### [TASK INSTRUCTIONS]
Quote every sentence in the passage below about the stranger on a stalk of hay that ends with a question mark.
-- Start of PASSAGE PROVIDED --
You are looking at, from up close, to the small stranger riding a stalk of hay in one of the small whirlpools that have formed on the surface of the calm body of water. You imagine the inner world of the creature struggling, resisting, striving to sail its raft against the current. You seek its fears. You think why it is there, or where it will go. Was it born here? To the branches of which weed will it cling to make land? Or, from whence has it come here? Pull away a little from your creature, and take another look. This is the shore of a river. Trees have now entered your frame. And children flinging hay onto the shore. The surface of the water is covered with small whirlpools, but it appears calm, and flows quietly on. From far away, the currents have dragged logs down through narrow straits. Go even higher, up onto the hills. From whence could the stranger have come from? What kind of a childhood did he spend in one of the reservoirs that hold water for years? Keep looking, carefully, at length, through different seasons. See, now the deep river of time has joined its bed with yours. Now you also see the grand river that brings the golden leaves of memories and rotten seaweed of pains, the mute fish of death and the slippery oysters of lovemaking, the lattice of clashes that always follow the one and same direction, and the corn pages of science, the flags of ancient wars and the messenger birds of insurrections, the rustle of satin that wraps moonlit breasts, blood, death and the executioner’s axe, the ugly side of golden coins featuring a seal, the ashes of burnt-down cities, the long poem of thought inscribed on the marble skin of civilisations and the triple-pronged fork of history, and the river flows it all in to meet with the bloody sea of the present day, as unironed as a boxer’s face.

Now approach once again the shore of the river. Look again to the small stranger, come up very close. You will see its face light up with the illumination of all the images in your head. It is a human being among humans. Place him in the vista in your mind. You will find its true place in the middle of rivers flowing away and the broad earth. You will find his past, even if no one tells you his story. You are not a “sibyl” but you will find you can read the future as if it were the palm of your hand, and with no help from God.


His adventure atop the stalk of hay will gain at least as much meaning as your own. Because you managed to look at him and his environment from the hills of the mountain overlooking the river for the period of a lifetime. Although you are quite close to people and everything, you carry distance within you.
-- End of PASSAGE PROVIDED --
-- Start of DATA EXCERPTS --
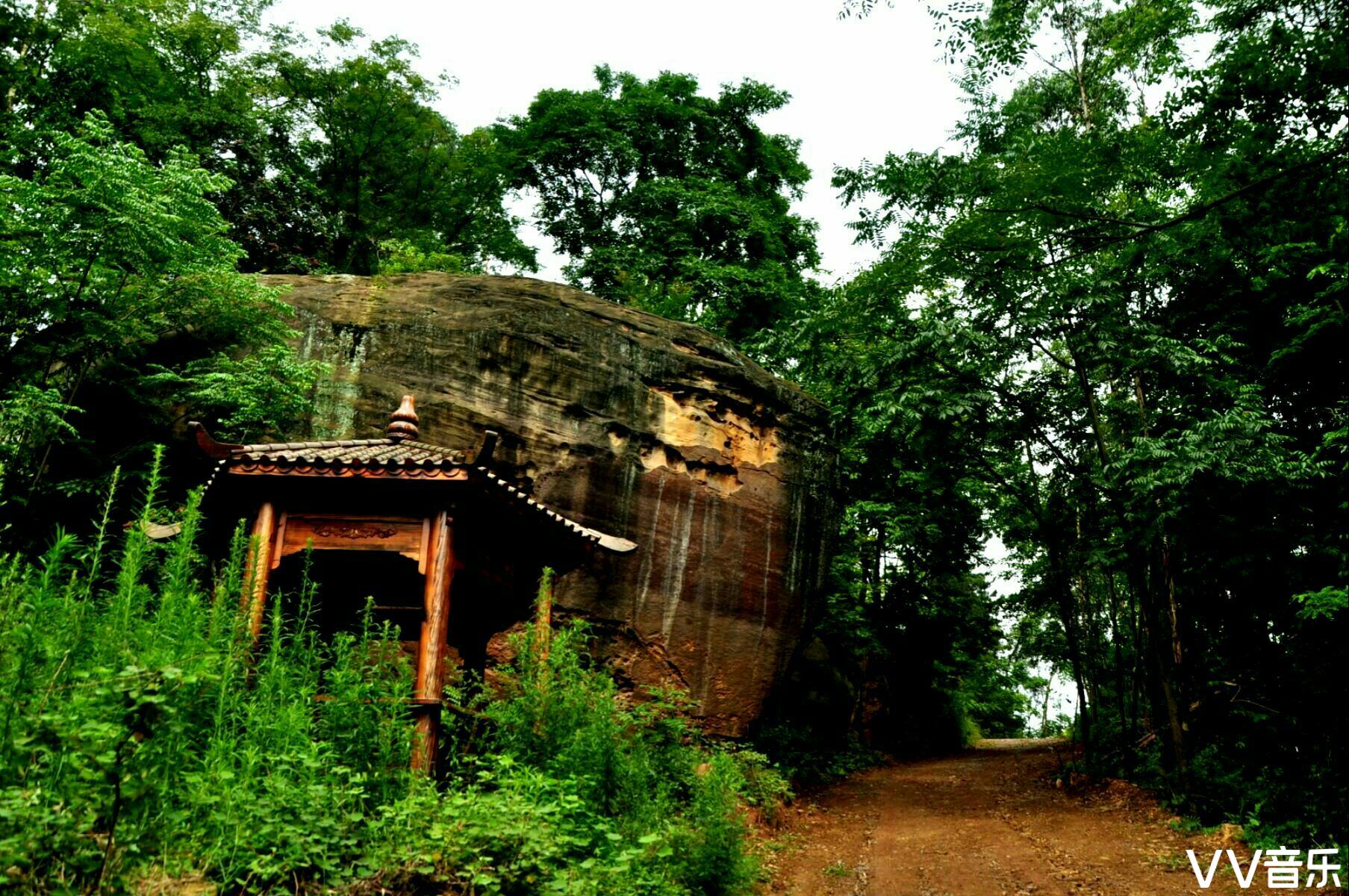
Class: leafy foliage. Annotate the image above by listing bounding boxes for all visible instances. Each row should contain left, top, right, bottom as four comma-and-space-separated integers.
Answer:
-- End of DATA EXCERPTS --
-- Start of DATA EXCERPTS --
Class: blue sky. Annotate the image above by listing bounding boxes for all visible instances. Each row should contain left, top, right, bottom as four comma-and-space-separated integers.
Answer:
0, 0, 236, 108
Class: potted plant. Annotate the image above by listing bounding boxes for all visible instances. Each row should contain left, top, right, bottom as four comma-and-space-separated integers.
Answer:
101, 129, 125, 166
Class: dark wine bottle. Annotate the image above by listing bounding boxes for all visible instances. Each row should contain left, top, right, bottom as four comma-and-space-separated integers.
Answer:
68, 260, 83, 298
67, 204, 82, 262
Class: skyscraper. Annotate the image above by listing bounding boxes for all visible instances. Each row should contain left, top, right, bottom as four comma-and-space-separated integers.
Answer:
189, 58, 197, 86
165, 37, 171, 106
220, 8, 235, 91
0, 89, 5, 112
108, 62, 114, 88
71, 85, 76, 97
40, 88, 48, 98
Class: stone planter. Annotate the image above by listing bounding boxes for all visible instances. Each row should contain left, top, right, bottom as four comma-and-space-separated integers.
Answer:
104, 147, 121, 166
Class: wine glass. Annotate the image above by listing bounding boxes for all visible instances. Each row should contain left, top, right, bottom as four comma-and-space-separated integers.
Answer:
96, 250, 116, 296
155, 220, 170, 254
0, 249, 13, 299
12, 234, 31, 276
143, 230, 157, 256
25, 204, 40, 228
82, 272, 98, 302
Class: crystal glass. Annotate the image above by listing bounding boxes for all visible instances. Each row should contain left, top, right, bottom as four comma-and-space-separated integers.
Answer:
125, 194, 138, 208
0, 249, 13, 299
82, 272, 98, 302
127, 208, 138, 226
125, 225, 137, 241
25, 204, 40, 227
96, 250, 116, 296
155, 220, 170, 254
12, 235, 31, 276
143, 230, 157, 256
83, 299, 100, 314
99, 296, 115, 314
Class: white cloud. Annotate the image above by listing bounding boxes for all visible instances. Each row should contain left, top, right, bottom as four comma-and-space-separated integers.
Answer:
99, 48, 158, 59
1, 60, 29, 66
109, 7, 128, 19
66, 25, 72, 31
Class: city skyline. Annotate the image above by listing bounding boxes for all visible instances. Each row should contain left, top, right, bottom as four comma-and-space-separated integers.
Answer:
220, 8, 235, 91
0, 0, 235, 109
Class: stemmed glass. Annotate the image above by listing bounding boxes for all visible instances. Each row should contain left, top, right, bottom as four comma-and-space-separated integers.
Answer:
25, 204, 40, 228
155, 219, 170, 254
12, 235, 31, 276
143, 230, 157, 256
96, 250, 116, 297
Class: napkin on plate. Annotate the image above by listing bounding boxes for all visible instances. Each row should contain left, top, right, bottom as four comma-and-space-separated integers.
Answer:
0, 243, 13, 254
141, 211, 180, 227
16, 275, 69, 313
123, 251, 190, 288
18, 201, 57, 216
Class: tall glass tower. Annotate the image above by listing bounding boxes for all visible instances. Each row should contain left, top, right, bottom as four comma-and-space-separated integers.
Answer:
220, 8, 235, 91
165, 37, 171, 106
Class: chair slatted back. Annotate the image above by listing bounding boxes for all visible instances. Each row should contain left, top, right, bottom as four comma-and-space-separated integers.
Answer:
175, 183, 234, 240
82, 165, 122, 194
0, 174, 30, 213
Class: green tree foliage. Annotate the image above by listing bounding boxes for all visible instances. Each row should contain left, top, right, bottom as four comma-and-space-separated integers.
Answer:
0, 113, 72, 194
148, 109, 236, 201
-- End of DATA EXCERPTS --
-- Start of DATA EXCERPTS --
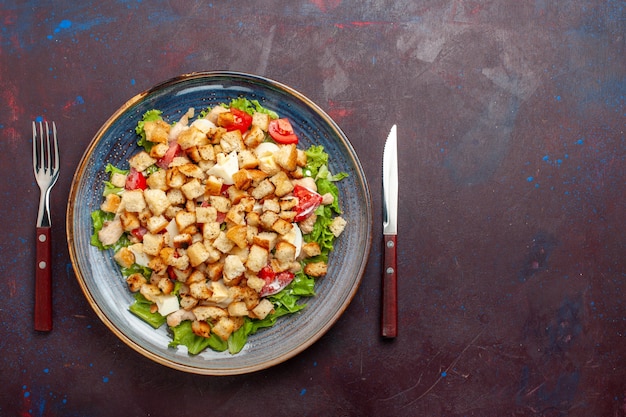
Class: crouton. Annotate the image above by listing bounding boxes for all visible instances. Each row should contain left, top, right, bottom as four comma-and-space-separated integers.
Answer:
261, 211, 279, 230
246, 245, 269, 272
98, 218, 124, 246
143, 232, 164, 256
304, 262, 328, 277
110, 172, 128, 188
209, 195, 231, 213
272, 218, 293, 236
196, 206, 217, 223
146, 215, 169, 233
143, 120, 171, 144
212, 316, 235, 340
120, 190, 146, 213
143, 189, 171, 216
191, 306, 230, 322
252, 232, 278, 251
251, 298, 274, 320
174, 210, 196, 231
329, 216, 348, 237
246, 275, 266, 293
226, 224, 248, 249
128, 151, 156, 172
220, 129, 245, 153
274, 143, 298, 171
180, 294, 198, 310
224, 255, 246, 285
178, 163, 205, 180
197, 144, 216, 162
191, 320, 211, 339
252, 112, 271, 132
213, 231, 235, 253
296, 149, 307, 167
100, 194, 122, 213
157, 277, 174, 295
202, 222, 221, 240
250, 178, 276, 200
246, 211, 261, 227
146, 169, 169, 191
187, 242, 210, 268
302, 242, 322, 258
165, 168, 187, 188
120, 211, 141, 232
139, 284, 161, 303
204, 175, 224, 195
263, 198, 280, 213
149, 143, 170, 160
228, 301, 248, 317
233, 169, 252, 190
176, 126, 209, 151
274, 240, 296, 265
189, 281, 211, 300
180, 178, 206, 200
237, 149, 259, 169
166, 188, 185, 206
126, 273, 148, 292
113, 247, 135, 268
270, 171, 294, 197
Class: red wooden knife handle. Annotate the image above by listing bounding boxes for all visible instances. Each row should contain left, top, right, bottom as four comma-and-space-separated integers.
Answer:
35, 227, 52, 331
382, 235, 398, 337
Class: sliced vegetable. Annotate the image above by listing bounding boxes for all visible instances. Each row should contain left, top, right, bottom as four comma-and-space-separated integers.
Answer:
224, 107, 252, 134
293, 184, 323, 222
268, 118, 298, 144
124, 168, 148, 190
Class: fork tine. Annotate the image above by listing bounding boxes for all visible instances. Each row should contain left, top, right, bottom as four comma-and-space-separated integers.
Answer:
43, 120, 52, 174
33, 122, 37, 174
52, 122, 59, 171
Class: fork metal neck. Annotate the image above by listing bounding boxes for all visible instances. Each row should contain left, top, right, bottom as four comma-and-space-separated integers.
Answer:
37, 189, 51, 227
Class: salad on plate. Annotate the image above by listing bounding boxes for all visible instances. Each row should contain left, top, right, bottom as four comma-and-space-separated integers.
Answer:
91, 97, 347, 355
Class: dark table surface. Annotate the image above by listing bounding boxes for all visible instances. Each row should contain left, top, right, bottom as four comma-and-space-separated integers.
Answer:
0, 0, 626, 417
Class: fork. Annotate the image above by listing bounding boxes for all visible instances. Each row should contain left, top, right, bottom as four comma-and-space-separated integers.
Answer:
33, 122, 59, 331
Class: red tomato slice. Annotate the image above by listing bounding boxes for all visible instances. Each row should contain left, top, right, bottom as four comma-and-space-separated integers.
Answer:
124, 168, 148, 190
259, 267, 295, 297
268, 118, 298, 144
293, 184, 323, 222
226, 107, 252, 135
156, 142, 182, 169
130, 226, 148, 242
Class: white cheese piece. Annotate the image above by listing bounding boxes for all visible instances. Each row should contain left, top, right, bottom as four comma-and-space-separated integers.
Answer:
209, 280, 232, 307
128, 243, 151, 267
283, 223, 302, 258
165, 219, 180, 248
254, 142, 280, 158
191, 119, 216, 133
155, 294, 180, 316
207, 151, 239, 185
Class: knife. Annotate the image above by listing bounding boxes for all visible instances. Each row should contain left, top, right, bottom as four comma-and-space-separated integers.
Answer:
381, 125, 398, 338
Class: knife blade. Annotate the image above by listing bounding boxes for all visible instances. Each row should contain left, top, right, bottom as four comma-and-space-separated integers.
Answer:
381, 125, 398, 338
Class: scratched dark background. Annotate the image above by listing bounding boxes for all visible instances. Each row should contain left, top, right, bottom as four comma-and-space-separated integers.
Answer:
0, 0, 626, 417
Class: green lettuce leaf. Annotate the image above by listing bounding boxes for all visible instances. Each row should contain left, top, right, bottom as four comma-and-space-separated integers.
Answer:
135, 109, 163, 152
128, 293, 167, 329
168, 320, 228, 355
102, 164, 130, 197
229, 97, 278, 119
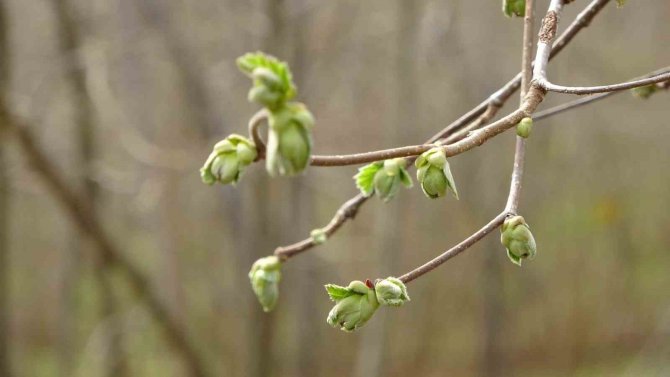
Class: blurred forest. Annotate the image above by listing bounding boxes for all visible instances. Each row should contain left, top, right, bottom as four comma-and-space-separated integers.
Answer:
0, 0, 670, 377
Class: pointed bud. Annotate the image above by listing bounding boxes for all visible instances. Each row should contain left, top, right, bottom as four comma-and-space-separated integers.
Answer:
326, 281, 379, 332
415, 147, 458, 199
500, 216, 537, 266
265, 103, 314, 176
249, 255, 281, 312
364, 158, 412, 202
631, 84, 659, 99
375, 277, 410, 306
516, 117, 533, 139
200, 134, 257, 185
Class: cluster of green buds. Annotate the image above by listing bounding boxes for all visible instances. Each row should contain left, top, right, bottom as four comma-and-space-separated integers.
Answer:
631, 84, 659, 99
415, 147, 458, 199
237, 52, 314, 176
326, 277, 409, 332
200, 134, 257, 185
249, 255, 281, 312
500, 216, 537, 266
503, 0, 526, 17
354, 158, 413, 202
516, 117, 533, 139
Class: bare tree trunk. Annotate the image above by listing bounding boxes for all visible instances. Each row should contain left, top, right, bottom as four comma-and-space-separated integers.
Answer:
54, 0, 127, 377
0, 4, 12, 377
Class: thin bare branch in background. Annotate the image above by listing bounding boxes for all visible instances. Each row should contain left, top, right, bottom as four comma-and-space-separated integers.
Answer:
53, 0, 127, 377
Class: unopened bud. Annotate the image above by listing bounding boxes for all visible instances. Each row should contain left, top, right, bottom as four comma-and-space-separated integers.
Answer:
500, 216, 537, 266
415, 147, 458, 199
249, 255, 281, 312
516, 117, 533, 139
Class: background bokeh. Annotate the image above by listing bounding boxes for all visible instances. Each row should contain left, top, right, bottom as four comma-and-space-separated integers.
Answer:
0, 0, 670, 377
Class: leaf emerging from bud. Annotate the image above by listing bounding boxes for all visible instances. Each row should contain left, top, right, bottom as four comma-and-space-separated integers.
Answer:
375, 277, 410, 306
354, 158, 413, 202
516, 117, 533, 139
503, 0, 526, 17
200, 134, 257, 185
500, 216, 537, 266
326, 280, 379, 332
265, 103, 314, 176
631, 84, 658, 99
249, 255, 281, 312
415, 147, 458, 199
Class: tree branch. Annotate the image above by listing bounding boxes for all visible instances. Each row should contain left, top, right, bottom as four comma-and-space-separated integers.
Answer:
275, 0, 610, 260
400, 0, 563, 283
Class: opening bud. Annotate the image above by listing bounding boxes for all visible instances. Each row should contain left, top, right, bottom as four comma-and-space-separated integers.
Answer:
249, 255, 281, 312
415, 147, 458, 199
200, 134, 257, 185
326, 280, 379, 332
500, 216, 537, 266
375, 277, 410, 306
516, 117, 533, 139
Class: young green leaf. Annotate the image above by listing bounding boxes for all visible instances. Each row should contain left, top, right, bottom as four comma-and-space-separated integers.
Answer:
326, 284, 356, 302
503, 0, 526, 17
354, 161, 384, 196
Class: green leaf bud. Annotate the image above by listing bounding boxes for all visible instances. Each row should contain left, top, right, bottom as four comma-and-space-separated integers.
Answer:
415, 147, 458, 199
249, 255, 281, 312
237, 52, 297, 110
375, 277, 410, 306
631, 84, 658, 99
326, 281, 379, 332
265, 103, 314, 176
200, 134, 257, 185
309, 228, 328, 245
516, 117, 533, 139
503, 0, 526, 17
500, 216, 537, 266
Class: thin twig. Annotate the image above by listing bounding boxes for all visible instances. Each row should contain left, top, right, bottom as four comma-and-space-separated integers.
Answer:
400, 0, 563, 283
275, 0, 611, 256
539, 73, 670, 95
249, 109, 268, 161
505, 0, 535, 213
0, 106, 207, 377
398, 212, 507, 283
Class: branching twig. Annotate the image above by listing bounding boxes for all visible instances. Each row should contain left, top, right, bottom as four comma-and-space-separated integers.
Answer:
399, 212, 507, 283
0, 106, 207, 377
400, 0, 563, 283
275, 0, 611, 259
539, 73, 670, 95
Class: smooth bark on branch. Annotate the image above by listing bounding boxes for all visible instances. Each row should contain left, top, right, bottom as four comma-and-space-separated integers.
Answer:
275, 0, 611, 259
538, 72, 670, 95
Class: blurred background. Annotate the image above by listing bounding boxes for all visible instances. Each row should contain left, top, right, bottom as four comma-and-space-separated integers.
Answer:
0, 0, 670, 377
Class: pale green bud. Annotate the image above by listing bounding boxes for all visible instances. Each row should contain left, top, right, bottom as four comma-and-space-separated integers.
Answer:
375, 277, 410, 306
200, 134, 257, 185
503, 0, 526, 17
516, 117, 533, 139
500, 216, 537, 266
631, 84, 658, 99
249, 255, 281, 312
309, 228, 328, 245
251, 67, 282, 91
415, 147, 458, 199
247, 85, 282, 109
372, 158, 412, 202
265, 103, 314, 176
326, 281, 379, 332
-- End of DATA EXCERPTS --
### [SOLVED PROBLEM]
- Was it born here?
- To the branches of which weed will it cling to make land?
- Or, from whence has it come here?
- From whence could the stranger have come from?
- What kind of a childhood did he spend in one of the reservoirs that hold water for years?